You can point to crisis of homelessness today, a generation forced to leave with their parents into their thirties, the worsening of the Irish health service, pressures on the cost of living. But you can't easily convey the comparative misery and defensive superficiality wrought by inequality in Dublin today. You can't capture on a chart the experience of living through a beautiful communal creative moment when an entire society caught a collective breath.

Housing affordability is an entirely new concept as a result of a better society. Go back a hundred or two hundred years and housing was not affordable because people didn’t have jobs. They were serfs and slaves.
> You've fallen for propaganda, I'm afraid.

That seems shortsighted at best. Theres certainly a case to be made that increased life expectancy, increased consumption of goods and services, access to education and health services, reduction in poverty etc. outweigh those things you cited.

Also, those things you cited are all highly political issues and arguably not true so be careful about suggesting people have fallen prey to propaganda. Environmental pollution, at least in the West, is down. Are you comparing comparable houses when comparing housing prices? In places with similar demand?

> outweigh those things you cited

The comment I responded to claimed that "we are better" according to "every metric". It wasn't about one thing "outweighing" the other.

> Environmental pollution, at least in the West, is down.

Not compared to 500 years ago. The comment I responded to was talking about all of history.

Housing affordability hasn't gone worse. People are picking on particular markets, but overall, especially in developed countries, it isn't getting any worse: inflation-adjusted price per square foot doesn't change over time, and average house size grows together with inflation-adjusted income. There are a couple exceptions (UK, Australia, Canada) but there are also opposite exceptions (Italy).

Environmental pollution especially in developed countries is now way lower than in any point in the living memory, plus quite a bit more. In developing countries, it's hit and miss.

───

[Using the information]
**a.** From the comment thread about housing and pollution, extract word for word the passage that begins at the words "Also, those things" and stops after "all of history.".
**b.** In the comment thread about housing and pollution, which countries are named as exceptions where housing has become less affordable?
**c.** Carry on the comment thread about housing affordability and pollution, picking up right after its last sentence.

[Data shown]

───

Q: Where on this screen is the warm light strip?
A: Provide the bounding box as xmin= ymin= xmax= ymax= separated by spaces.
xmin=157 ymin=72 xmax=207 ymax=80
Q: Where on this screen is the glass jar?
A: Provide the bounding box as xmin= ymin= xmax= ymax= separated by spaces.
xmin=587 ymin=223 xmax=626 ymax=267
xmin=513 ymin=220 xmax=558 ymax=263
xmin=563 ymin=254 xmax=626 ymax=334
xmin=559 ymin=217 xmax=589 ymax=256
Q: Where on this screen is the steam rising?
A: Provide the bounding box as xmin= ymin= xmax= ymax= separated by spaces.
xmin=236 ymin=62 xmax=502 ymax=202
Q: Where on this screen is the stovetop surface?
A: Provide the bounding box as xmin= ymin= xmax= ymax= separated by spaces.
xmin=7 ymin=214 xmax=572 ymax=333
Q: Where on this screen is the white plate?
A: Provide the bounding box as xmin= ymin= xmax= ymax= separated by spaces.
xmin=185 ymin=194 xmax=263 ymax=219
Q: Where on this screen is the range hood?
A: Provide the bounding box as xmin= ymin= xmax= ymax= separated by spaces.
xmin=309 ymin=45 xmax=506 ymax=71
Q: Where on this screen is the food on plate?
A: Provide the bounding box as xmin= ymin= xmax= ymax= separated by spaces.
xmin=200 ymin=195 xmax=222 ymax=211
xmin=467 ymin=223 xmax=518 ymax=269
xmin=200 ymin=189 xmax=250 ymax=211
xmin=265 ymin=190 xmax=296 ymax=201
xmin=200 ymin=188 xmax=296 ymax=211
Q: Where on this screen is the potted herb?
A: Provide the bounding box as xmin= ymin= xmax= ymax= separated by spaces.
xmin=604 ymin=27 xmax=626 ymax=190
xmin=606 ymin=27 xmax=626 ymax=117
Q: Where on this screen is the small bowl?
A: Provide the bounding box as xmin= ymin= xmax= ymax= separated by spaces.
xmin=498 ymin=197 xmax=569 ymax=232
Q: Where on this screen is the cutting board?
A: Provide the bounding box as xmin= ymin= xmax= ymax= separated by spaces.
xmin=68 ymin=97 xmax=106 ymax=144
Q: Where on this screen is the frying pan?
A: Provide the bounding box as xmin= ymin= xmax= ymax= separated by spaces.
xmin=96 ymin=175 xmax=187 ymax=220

───

[Answers by task]
**a.**
Also, those things you cited are all highly political issues and arguably not true so be careful about suggesting people have fallen prey to propaganda. Environmental pollution, at least in the West, is down. Are you comparing comparable houses when comparing housing prices? In places with similar demand?

> outweigh those things you cited

The comment I responded to claimed that "we are better" according to "every metric". It wasn't about one thing "outweighing" the other.

> Environmental pollution, at least in the West, is down.

Not compared to 500 years ago. The comment I responded to was talking about all of history.

**b.** The UK, Australia, and Canada.

**c.**
Democracy only went down recently because it was forced upon many countries simply due to their defeat in the Cold War, those countries never been democratic before, never had any internal impulse to become democratic, and their peoples despised democracy and wanted this chaos to end as soon as possible. Reversal from artificial, externally forced democracy made vast majority of them happier. In many cases, their entire culture, religion and language itself precludes sustainable democracy. "Freedom" is not the universal desire of all people, time to get over it.

https://en.wikipedia.org/wiki/The_Economist_Democracy_Index shows that average democracy index has not been going downwards for 15 consecutive years.
Where? It says that world average in 2006 was 5.52 and in 2022 it was 5.29. That is clearly a downward movement.
"has been going downwards for 15 consecutive years" that was the claim. It's not been going down for 15 consecutive years as there has been ups and downs during the past 15 years. The overall trend is down, but going downwards for 15 years in a row is not true.
You ignored the "15 consecutive years". Not that it matters much, but it went from 5.52 to 5.55 to 5.46 to 5.55 and then down to 5.29 since 2016. It was a bit of a pedantic point but it's 6 consecutive years.
Actually, the index went up last year. So 0 consecutive years of downwards trend.
I haven't read the book but my assumption would be that they're thinking at larger sample sizes than you're currently thinking off.

The last 50 decades have probably been the golden years of western civilization and democratic freedom, despite the evidence of decline within the last few years

If the claim is only true over spans of time on the order of lifetimes, then it’s not much comfort.